··· DATA SHOWN
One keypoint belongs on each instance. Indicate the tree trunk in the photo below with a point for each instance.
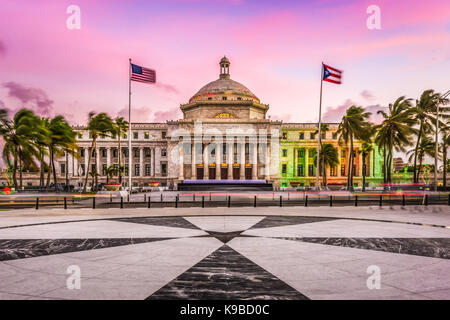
(419, 136)
(364, 171)
(120, 158)
(351, 162)
(52, 160)
(444, 169)
(67, 171)
(20, 170)
(87, 169)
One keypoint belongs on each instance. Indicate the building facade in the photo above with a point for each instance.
(224, 135)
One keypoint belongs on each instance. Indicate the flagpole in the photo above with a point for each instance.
(320, 123)
(129, 128)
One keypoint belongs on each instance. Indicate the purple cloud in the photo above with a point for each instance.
(33, 98)
(335, 114)
(2, 48)
(167, 87)
(163, 116)
(366, 94)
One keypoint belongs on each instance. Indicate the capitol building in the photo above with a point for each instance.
(224, 137)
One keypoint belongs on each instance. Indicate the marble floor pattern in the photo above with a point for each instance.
(225, 257)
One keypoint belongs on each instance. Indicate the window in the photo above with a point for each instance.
(136, 170)
(300, 170)
(310, 170)
(333, 172)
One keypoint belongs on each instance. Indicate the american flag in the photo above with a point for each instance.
(332, 75)
(141, 74)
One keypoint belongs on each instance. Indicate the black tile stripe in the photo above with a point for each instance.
(11, 249)
(223, 275)
(277, 221)
(426, 247)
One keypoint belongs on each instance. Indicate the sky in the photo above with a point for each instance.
(275, 48)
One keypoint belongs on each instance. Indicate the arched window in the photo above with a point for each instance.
(224, 115)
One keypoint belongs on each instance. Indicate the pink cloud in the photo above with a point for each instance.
(32, 98)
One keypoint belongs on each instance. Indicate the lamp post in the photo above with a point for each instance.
(436, 152)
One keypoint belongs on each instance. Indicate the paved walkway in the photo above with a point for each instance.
(226, 253)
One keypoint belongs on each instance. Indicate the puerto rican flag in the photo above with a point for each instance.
(331, 74)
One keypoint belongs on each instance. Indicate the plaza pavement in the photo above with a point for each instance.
······
EXERCISE —
Keep every word of the records above exactly, and return them with no pictures.

EXERCISE RESULT —
One keypoint belongs on each instance. Indicate the tree trunk in the photo below with a point for each instance.
(419, 136)
(364, 171)
(120, 158)
(351, 162)
(52, 160)
(444, 169)
(67, 171)
(20, 170)
(87, 169)
One keypoint belongs on each instance. Indicate the building facade in the photo above with a point for each instance.
(224, 135)
One keypoint belongs on each instance. Indicate the flagpole in the photo above with a point for each instance.
(320, 123)
(129, 128)
One keypoint belongs on each instance. Indicate the purple cloud in the photo above with a point for each instance.
(33, 98)
(335, 114)
(2, 48)
(167, 87)
(163, 116)
(366, 94)
One keypoint belongs on each instance. Indicate the capitol building in the photo above with a point for each instance.
(224, 137)
One keypoint belongs on each instance. Indicate the marble floor pattern in the photo above with a point for each instance.
(225, 257)
One keypoint belongs on each instance. Indicate the window in the photo above with a point for each instance.
(136, 170)
(300, 170)
(310, 170)
(333, 172)
One keypoint belongs on each instance. Indicate the american flag in the photo above with a point for each instance.
(332, 75)
(141, 74)
One keypoint belongs on each instance. Indicate the black tile stripe in the photo above with a point for each instance.
(11, 249)
(223, 275)
(277, 221)
(426, 247)
One keypoint belongs on each instance. Indicate the sky in the photo above with a point for each instance.
(275, 48)
One keypoint belongs on each instance. Indicate the arched window in the photo above with a point for each instance.
(224, 115)
One keypoint belongs on each instance. Indicate the pink cloud in the photo above with a point for each instance.
(32, 98)
One keypoint belongs on each instance. Indicate the lamp post in the photo above with a point for each instance.
(436, 152)
One keypoint belongs on each instance. Indicate the paved walkway in the photo above with a point for each instance.
(226, 253)
One keypoint belongs on each instance. Indicate the puerto rican flag in the photo above with a point for each instance.
(331, 74)
One keypoint belongs on each instance. Indicate the plaza pavement in the photo above with a point for each instance.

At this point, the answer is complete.